Object outline annotations:
● ● ● ● ● ● ●
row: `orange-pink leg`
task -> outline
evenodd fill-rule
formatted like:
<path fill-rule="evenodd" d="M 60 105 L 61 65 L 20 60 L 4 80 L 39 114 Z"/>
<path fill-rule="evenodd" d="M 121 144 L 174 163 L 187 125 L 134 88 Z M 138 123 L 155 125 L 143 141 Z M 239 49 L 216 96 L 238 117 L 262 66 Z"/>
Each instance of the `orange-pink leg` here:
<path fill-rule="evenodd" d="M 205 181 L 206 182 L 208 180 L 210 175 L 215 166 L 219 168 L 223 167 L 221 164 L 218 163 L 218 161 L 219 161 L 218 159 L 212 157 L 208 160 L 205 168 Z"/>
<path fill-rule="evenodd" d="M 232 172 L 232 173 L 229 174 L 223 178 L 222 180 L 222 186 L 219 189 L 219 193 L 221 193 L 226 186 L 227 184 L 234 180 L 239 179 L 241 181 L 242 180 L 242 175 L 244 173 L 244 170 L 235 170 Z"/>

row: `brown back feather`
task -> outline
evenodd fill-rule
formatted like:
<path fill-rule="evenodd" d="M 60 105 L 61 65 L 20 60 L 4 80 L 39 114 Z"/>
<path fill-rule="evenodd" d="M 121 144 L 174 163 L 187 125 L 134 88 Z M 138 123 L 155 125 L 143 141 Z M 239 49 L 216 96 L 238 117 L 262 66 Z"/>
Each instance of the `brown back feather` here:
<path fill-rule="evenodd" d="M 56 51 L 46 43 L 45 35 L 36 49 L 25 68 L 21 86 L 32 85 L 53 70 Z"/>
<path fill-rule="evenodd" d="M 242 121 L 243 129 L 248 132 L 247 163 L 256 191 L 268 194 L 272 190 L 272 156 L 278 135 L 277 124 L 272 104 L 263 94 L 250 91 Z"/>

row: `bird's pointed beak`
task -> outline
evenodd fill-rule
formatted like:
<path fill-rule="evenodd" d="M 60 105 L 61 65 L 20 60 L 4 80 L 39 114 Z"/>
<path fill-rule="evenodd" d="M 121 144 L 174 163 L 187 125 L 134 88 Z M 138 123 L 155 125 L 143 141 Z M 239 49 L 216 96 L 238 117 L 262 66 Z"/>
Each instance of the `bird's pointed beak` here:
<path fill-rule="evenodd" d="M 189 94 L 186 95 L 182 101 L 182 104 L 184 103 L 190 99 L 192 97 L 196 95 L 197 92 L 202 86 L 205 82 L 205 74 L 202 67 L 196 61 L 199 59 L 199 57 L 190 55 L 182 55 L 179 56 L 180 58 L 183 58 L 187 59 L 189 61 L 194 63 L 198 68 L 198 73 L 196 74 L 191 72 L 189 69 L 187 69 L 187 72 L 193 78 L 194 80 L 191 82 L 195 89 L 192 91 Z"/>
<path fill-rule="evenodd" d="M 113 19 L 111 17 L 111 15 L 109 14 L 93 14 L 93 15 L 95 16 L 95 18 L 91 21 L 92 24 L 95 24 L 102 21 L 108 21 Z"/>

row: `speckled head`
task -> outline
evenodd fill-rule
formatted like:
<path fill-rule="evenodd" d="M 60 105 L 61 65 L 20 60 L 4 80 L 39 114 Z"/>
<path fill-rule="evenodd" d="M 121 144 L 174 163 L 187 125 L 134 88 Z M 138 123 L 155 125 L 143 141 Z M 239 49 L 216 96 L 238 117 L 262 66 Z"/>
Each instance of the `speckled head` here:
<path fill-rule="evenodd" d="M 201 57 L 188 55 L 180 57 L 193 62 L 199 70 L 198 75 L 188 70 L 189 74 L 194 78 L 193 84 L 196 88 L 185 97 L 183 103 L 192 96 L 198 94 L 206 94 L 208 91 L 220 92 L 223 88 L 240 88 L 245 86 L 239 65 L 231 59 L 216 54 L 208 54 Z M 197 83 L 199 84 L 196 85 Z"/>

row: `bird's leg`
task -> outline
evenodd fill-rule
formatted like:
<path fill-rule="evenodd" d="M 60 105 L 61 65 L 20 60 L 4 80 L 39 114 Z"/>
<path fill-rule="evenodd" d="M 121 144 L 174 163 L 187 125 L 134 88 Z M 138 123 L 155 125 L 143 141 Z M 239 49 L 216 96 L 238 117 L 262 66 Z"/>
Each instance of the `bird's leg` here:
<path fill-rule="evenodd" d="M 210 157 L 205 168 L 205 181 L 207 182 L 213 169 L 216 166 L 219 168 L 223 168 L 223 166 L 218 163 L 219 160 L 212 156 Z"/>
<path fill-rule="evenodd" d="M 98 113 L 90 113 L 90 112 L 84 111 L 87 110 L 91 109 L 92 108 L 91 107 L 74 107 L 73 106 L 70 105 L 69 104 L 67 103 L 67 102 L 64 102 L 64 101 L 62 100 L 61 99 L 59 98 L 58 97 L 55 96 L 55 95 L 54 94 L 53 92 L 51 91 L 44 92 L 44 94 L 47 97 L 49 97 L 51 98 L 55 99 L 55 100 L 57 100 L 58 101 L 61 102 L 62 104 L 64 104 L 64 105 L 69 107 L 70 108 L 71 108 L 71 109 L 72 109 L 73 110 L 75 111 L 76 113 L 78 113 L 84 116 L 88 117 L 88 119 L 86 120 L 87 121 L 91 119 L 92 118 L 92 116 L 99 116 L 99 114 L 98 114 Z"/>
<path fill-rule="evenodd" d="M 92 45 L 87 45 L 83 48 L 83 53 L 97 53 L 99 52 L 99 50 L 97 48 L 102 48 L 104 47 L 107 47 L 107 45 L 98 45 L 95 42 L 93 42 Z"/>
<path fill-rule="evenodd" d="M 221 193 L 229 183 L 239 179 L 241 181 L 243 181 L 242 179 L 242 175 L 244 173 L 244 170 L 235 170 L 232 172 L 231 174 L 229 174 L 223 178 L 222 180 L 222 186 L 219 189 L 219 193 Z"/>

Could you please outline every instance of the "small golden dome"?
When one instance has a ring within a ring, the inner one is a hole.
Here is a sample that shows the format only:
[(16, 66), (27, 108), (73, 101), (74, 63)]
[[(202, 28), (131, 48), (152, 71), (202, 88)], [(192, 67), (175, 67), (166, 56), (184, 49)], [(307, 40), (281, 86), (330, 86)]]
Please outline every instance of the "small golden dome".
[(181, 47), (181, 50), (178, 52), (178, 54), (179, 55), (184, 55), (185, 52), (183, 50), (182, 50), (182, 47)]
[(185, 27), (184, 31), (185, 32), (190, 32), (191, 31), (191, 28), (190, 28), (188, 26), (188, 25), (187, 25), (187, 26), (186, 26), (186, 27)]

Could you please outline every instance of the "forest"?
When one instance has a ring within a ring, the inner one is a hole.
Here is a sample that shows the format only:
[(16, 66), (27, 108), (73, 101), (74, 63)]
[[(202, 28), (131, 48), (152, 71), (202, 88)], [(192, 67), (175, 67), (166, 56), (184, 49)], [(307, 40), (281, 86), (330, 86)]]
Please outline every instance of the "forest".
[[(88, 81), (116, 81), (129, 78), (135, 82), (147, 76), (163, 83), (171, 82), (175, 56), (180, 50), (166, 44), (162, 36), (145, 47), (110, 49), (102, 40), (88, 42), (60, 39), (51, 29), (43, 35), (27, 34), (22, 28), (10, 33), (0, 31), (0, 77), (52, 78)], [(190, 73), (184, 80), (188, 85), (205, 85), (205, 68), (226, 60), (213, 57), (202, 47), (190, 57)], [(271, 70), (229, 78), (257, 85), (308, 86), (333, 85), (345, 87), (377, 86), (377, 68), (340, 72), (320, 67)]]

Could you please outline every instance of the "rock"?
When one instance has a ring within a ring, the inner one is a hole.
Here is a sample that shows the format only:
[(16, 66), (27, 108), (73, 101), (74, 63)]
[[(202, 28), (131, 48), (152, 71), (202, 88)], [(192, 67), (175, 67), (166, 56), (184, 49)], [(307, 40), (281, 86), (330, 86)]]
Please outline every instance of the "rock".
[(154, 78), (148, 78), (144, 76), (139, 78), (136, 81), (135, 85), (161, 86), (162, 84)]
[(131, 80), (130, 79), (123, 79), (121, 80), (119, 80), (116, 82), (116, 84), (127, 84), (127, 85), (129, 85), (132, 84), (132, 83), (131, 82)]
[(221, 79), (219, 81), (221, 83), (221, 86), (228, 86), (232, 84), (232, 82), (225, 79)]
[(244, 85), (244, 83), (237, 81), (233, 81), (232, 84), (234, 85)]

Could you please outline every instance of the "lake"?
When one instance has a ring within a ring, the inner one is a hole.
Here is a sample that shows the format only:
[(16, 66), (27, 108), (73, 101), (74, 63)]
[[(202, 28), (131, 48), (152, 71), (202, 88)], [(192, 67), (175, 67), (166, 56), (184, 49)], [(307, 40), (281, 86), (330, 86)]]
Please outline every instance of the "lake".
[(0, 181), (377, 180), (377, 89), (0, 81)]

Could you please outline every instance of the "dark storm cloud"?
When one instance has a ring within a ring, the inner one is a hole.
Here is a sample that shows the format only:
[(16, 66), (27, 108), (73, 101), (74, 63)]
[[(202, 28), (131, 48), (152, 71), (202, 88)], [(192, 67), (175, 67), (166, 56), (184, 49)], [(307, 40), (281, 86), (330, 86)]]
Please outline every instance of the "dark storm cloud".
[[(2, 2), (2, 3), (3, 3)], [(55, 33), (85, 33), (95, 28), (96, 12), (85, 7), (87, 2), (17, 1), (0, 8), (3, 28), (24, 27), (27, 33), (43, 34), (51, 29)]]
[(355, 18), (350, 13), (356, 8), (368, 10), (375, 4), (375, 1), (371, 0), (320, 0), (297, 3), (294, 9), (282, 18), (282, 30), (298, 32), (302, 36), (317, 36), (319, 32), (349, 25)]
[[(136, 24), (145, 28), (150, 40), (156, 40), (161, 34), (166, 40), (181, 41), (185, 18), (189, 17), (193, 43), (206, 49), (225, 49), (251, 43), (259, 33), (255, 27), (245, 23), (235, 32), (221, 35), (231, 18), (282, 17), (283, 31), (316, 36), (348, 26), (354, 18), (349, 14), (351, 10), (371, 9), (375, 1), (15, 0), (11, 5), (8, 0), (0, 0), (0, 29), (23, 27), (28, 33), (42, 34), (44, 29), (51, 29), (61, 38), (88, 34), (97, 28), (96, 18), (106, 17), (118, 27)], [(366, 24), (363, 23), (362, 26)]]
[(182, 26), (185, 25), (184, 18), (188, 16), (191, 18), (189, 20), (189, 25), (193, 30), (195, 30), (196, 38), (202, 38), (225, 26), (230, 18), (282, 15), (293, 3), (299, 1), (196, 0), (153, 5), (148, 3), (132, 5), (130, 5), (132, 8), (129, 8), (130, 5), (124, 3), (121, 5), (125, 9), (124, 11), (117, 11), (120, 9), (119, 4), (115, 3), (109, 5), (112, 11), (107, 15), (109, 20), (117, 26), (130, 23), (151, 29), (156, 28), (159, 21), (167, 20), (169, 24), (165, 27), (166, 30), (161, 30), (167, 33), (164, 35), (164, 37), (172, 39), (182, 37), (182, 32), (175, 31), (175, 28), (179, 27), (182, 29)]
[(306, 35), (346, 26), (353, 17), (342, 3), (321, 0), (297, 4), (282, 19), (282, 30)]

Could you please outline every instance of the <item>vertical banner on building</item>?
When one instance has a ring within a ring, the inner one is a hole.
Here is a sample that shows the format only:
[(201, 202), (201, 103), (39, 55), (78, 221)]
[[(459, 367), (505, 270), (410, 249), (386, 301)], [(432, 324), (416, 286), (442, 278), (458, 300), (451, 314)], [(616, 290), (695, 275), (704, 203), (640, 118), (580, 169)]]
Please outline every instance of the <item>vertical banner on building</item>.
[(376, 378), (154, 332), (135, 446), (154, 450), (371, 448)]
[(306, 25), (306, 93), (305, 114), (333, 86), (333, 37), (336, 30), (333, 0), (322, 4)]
● ● ● ● ● ● ●
■ Given instruction
Reproduce the records above word for word, from their first line through the line containing "242 121 L 243", inclusive.

■ Complete response
row: `orange-pink leg`
task -> outline
evenodd fill-rule
formatted like:
<path fill-rule="evenodd" d="M 60 105 L 61 65 L 20 60 L 4 80 L 39 114 Z"/>
<path fill-rule="evenodd" d="M 121 144 L 174 163 L 187 125 L 134 88 Z M 138 123 L 155 125 L 143 141 Z M 239 49 L 216 96 L 238 117 L 262 66 Z"/>
Each instance of the `orange-pink leg` here:
<path fill-rule="evenodd" d="M 205 181 L 206 182 L 208 180 L 210 175 L 215 166 L 219 168 L 223 167 L 221 164 L 218 163 L 218 161 L 219 161 L 218 159 L 212 157 L 208 160 L 205 168 Z"/>
<path fill-rule="evenodd" d="M 232 172 L 232 173 L 229 174 L 223 178 L 222 180 L 222 186 L 219 189 L 219 193 L 221 193 L 226 186 L 227 184 L 234 180 L 239 179 L 241 181 L 242 180 L 242 175 L 244 173 L 244 170 L 235 170 Z"/>

row: `brown back feather`
task -> outline
evenodd fill-rule
formatted like:
<path fill-rule="evenodd" d="M 60 105 L 61 65 L 20 60 L 4 80 L 39 114 Z"/>
<path fill-rule="evenodd" d="M 121 144 L 174 163 L 187 125 L 134 88 Z M 138 123 L 155 125 L 143 141 Z M 239 49 L 216 96 L 238 117 L 262 66 Z"/>
Each instance of the `brown back feather` here:
<path fill-rule="evenodd" d="M 56 51 L 46 43 L 45 35 L 36 49 L 25 68 L 21 86 L 32 85 L 53 70 Z"/>
<path fill-rule="evenodd" d="M 242 121 L 243 129 L 248 132 L 247 163 L 256 191 L 268 194 L 272 190 L 272 156 L 278 135 L 277 124 L 272 104 L 263 94 L 250 91 Z"/>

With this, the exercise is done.